EXTRACTED TEXT:
Protection against the buffeting of the outer world can be done in two
ways, and life employs them both. The first way is to develop passive
armour, such as a membrane, skin, or shell. But the armour cannot be
so perfect as to isolate the organism completely from the outer world;
if it did, the organism would die an entropic death. Just to sustain a
minimal internal organization, any living thing must at least take in
high-quality energy from the outer world, and excrete disorganized
waste energy. Most do much more.

The second way an organism can protect itself against the disturbances
of the world is to counter them as they occur, actively and
powerfully. To do this, the organism must be able to sense important
states of the outer world, it must be able to compare the sensed
states with desirable conditions for those states, and must be able to
act so as to bring about and maintain the desirable conditions. “To
sense” means to alter some internal state, such as a chemical
concentration or a neural firing rate, in correspondence with changes
of something in the outer world. In Perceptual Control Theory, such an
internal state is called a “perceptual signal,” and the value of a
perceptual signal is a “perception.”

“Perception,” in PCT, carries no connotation of consciousness. It
is just the value of a signal. A perception may be related directly to
the current state of some property of the outer environment, but very
rarely is the connection so direct. The value of a perceptual signal
in most cases depends not only on the current state of the physical
variables that affect sense organs, but also on the current values of
other internal variables, which often depend on the history of the
organism.

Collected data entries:
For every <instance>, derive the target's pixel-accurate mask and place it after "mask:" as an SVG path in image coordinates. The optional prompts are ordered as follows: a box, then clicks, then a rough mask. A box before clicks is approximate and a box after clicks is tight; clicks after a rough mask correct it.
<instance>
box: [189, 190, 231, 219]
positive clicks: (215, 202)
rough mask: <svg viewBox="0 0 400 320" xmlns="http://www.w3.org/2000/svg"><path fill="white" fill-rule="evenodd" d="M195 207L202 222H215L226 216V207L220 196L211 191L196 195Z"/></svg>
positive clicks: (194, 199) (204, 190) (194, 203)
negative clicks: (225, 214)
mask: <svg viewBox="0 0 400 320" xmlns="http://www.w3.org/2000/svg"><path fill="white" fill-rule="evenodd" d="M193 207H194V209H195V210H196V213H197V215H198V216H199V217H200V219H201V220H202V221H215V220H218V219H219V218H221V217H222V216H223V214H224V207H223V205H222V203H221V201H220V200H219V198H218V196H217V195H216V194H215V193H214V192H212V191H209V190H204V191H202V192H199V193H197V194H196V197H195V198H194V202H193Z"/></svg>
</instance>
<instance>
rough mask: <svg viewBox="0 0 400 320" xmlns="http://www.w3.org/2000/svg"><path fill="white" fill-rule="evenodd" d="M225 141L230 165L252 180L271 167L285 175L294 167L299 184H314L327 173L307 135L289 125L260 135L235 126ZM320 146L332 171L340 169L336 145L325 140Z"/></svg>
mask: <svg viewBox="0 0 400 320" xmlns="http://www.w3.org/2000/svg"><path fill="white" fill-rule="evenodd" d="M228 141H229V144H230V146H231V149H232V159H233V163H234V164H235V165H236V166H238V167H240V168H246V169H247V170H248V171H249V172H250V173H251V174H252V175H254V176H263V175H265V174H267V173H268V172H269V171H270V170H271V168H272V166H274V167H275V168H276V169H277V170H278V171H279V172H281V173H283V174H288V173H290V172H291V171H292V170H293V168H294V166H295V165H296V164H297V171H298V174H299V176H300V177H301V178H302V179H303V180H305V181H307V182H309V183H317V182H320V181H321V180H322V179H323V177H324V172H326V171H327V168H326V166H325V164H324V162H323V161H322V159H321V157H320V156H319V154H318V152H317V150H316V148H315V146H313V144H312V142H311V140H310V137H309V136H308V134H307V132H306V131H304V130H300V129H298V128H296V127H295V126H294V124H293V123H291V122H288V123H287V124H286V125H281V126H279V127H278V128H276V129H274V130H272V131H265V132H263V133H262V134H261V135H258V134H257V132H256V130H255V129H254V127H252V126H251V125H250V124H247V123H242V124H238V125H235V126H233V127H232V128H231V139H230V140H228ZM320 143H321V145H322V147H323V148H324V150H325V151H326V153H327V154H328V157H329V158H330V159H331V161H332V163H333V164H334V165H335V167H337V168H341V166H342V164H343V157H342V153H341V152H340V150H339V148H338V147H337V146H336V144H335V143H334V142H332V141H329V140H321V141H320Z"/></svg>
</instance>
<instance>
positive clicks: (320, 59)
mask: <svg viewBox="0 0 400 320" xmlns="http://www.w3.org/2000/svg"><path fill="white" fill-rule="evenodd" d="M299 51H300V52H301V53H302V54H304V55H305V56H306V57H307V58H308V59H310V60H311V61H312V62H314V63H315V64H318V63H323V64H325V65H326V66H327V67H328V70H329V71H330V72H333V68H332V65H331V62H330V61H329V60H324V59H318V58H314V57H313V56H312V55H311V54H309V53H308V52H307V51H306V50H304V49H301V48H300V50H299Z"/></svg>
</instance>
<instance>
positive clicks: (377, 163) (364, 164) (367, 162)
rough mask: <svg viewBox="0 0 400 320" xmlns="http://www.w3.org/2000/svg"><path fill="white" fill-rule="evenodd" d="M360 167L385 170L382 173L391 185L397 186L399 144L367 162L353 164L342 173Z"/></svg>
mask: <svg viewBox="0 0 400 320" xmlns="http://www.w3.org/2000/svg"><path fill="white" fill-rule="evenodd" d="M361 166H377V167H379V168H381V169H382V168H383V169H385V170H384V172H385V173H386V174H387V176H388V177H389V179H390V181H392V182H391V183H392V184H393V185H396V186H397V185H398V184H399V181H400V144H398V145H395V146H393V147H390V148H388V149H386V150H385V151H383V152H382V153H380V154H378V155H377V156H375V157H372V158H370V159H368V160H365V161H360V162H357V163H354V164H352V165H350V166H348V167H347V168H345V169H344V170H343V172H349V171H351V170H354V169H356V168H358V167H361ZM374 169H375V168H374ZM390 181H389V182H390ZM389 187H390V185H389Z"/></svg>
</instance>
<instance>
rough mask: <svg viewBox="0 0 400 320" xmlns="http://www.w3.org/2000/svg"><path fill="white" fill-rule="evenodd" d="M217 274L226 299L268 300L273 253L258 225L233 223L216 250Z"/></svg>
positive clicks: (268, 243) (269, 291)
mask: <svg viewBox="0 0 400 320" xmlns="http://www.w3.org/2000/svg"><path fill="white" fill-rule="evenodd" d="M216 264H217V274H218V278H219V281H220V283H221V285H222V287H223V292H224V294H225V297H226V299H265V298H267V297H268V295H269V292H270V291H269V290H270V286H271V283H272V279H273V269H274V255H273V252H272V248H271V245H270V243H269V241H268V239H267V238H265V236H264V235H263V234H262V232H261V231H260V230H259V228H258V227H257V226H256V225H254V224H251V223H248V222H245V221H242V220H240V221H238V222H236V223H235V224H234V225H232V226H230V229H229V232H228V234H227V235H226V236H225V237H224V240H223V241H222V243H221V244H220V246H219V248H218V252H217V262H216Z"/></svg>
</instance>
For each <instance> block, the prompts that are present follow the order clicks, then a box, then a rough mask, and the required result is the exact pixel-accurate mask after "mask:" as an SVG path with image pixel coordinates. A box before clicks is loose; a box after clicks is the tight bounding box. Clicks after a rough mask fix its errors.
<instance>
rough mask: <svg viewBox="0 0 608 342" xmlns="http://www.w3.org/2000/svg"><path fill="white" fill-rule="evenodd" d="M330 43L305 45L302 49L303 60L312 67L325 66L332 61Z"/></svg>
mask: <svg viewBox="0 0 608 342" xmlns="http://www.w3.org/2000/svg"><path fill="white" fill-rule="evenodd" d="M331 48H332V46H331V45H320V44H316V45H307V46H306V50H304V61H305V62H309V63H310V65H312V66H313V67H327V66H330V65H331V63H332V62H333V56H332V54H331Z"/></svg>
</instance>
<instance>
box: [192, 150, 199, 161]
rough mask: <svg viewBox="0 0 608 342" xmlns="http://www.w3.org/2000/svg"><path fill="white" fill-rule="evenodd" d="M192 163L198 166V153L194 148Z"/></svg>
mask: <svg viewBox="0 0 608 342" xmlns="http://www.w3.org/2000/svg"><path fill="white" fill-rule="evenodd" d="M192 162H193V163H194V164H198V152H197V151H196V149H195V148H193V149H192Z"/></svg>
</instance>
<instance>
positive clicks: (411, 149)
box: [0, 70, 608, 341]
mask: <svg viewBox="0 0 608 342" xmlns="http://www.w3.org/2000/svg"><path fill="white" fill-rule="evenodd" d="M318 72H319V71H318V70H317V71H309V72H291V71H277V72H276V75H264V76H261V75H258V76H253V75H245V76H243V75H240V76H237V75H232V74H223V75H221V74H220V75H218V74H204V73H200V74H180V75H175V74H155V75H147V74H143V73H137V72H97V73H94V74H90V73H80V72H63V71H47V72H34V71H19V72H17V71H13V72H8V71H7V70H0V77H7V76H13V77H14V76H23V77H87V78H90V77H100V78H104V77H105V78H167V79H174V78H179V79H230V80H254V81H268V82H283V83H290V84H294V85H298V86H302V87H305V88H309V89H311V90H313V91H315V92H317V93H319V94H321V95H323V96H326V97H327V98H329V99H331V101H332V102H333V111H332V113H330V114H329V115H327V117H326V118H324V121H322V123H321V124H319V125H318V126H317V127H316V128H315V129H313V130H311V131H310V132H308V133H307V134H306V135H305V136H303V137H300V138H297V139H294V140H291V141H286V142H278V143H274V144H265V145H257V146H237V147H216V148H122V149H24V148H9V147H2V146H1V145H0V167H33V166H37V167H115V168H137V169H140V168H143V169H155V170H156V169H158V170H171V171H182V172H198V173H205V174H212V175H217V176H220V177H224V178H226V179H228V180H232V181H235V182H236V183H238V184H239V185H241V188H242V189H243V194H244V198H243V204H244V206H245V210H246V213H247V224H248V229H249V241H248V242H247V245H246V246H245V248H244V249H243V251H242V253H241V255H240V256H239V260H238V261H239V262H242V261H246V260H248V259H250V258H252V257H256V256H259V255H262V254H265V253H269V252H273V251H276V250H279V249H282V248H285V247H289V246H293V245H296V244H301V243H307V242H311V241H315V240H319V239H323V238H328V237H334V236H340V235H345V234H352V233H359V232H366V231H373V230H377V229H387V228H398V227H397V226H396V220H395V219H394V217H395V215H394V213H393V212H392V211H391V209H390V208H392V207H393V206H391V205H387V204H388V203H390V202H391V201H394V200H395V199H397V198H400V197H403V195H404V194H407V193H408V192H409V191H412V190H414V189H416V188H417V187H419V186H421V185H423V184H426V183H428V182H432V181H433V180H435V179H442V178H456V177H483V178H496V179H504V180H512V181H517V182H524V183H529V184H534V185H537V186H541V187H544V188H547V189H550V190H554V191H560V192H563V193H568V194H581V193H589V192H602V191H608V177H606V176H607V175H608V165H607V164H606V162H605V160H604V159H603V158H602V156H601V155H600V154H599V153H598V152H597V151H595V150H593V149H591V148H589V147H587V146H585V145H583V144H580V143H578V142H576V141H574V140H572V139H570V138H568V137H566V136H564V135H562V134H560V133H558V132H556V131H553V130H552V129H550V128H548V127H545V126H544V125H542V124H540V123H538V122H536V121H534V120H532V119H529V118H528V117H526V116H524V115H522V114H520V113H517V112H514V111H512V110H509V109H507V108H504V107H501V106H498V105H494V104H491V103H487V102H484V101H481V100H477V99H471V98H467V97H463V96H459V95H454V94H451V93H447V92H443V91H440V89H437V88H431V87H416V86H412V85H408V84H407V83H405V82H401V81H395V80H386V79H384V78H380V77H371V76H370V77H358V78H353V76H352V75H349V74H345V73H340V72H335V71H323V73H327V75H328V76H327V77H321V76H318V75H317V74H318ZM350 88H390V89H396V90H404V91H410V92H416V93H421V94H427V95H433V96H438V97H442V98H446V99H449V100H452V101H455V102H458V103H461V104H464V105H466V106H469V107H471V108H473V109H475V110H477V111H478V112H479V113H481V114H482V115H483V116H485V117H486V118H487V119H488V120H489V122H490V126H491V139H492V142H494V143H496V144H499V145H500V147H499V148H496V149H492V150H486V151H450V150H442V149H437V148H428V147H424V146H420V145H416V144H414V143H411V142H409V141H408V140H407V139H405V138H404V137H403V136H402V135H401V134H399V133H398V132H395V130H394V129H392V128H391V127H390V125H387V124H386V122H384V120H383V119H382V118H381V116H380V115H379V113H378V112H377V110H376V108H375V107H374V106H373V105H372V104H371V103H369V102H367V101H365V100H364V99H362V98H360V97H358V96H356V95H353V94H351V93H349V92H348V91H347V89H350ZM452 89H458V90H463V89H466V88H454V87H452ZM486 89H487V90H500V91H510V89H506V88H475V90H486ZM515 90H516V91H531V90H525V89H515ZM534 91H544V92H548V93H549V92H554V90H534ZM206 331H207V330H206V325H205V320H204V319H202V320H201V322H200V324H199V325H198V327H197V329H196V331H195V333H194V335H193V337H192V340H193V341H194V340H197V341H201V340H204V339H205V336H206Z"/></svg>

ASSIGNMENT: Echo the passage on perceptual control exactly, starting at "Protection against the" and ending at "do much more.".

OUTPUT:
Protection against the buffeting of the outer world can be done in two
ways, and life employs them both. The first way is to develop passive
armour, such as a membrane, skin, or shell. But the armour cannot be
so perfect as to isolate the organism completely from the outer world;
if it did, the organism would die an entropic death. Just to sustain a
minimal internal organization, any living thing must at least take in
high-quality energy from the outer world, and excrete disorganized
waste energy. Most do much more.